What to work on ▸ Collect every line of the material that contains the string "wearing", and treat uppercase and lowercase as distinct.

-- -- --

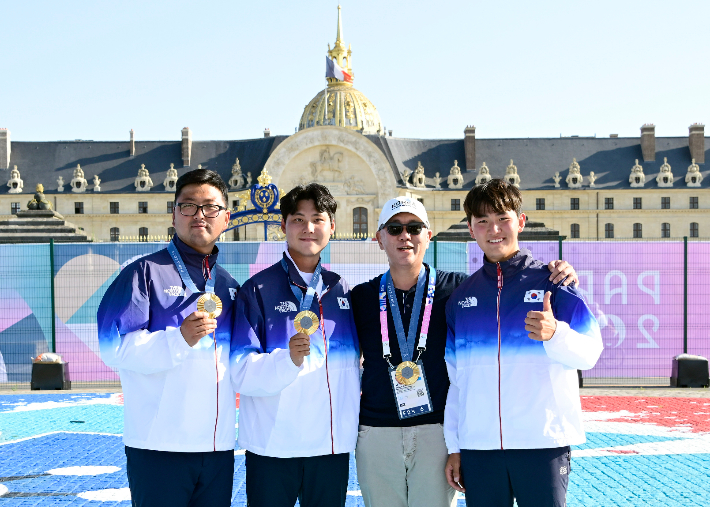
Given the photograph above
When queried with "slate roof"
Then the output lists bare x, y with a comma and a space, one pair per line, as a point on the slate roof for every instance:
537, 159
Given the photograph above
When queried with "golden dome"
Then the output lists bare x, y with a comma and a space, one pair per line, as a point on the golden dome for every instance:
346, 106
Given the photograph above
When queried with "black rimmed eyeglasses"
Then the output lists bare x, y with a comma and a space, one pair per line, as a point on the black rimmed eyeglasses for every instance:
208, 210
413, 228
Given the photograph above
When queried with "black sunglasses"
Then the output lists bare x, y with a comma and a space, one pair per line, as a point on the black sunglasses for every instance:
413, 228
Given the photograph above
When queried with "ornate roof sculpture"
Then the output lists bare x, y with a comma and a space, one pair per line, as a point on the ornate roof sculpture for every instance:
665, 177
346, 106
637, 178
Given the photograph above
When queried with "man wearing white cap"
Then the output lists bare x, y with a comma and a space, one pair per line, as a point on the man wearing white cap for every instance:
401, 453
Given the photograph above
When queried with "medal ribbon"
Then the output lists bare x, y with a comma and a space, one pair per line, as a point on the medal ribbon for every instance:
304, 300
387, 289
182, 270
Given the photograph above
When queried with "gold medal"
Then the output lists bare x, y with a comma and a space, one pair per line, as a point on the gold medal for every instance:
209, 302
306, 322
407, 373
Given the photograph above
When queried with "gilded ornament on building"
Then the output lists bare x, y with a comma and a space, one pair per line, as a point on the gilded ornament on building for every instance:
484, 174
637, 178
693, 177
15, 182
78, 182
170, 179
665, 177
574, 178
418, 178
143, 183
511, 174
345, 106
455, 178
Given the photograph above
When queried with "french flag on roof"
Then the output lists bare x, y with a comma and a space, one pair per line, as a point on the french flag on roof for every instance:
332, 69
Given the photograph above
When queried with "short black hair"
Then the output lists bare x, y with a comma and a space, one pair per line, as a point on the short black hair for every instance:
320, 195
494, 195
202, 177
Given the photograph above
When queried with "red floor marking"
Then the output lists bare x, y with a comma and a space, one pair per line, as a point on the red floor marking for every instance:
691, 413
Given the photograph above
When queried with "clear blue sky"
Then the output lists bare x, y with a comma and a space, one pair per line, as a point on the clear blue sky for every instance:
228, 69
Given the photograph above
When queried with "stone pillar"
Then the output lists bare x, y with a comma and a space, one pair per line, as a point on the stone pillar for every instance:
696, 142
469, 146
4, 149
648, 142
186, 146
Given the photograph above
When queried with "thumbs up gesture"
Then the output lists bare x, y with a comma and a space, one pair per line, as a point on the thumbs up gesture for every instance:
541, 325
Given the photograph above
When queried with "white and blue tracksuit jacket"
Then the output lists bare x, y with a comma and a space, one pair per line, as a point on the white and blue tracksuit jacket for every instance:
176, 397
284, 410
507, 390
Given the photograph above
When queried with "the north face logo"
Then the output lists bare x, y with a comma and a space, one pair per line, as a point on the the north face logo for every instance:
286, 306
468, 302
175, 290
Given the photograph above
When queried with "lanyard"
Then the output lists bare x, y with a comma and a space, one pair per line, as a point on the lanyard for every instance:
387, 289
182, 270
305, 300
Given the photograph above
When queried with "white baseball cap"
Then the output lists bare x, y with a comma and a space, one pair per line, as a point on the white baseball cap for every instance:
402, 205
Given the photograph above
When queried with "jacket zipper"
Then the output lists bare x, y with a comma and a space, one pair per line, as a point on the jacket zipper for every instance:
206, 266
500, 288
327, 375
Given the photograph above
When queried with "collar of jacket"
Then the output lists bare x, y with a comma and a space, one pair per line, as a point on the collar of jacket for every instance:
192, 257
521, 260
330, 279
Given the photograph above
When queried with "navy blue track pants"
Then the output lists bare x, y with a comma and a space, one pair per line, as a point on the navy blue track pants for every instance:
317, 481
180, 479
534, 477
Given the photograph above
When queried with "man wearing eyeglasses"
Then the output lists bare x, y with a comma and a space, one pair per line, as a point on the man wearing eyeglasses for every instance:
401, 453
165, 324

-- -- --

The response ▸
When queried with "man wearing white cap"
Then the output lists bare x, y with a comma and a space, one pair per line, as a point on the man wearing white cap for every instance:
When queried with "man wearing eyeglasses"
Then the output lists bare x, y with a comma and a space, one pair per line, as a point on the man wearing eyeglasses for every instance:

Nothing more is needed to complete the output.